[Task description] Can you write out again, unchanged, the rows between the line holding "Would you say there is any bush" and the line holding "[106,27,120,56]", inclusive?

━━━━━ Material provided ━━━━━

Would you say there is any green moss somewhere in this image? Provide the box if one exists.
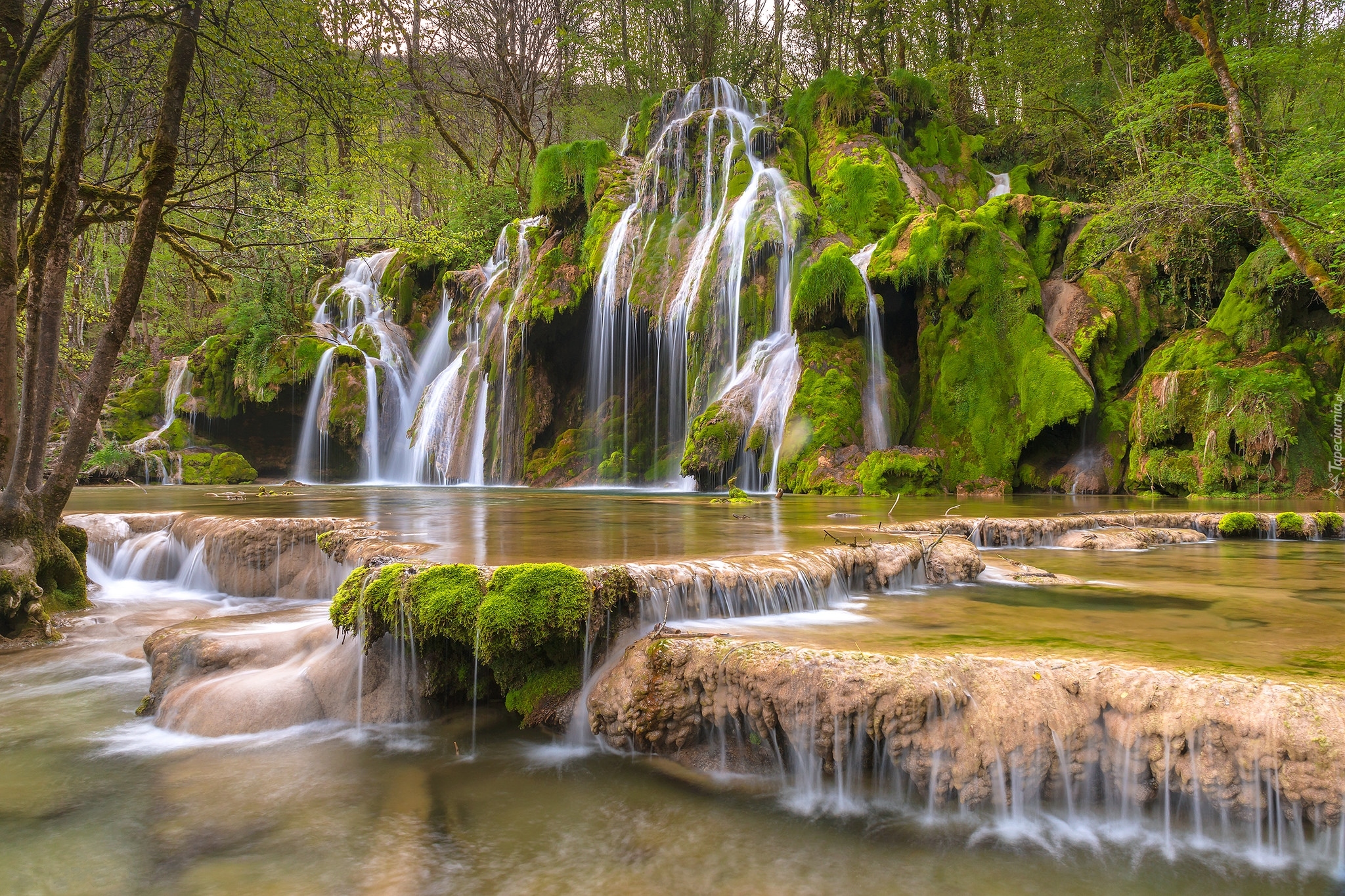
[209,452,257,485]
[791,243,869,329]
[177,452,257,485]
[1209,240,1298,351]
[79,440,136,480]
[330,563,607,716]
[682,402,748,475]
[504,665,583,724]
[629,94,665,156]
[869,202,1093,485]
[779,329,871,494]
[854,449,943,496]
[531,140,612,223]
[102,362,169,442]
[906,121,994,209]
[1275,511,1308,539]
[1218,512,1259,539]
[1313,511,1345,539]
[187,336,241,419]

━━━━━
━━━━━ Material provided ━━━━━

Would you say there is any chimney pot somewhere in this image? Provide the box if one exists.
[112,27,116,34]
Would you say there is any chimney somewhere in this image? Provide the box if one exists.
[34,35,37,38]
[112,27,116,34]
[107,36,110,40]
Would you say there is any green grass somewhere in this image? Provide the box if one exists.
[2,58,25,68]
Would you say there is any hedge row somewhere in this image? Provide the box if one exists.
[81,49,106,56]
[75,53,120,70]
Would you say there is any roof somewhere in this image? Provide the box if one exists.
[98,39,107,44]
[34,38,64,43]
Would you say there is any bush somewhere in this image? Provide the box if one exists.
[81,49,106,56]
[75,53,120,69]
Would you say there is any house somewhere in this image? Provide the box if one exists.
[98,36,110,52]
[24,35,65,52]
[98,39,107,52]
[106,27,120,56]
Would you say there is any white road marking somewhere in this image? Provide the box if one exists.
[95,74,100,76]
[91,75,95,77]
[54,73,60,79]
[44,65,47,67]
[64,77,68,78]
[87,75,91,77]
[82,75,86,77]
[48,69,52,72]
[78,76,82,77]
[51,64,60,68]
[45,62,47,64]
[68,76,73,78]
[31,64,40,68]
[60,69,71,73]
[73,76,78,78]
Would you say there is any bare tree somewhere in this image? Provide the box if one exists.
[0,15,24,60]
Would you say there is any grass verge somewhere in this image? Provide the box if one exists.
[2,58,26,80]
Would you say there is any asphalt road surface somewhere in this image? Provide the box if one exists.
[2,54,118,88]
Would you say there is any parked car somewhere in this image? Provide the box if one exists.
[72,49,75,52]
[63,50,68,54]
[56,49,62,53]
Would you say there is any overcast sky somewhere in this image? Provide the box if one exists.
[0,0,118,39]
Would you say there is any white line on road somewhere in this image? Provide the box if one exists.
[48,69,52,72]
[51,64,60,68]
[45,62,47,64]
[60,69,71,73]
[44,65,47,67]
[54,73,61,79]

━━━━━

[The reply]
Would you say there is any bush somewhere in this image? Provide the box if one exists.
[81,49,106,56]
[75,53,120,69]
Would you say there is any house somewhere in this image? Provide the box if one exists.
[98,36,110,52]
[24,35,65,52]
[98,39,107,52]
[106,27,120,56]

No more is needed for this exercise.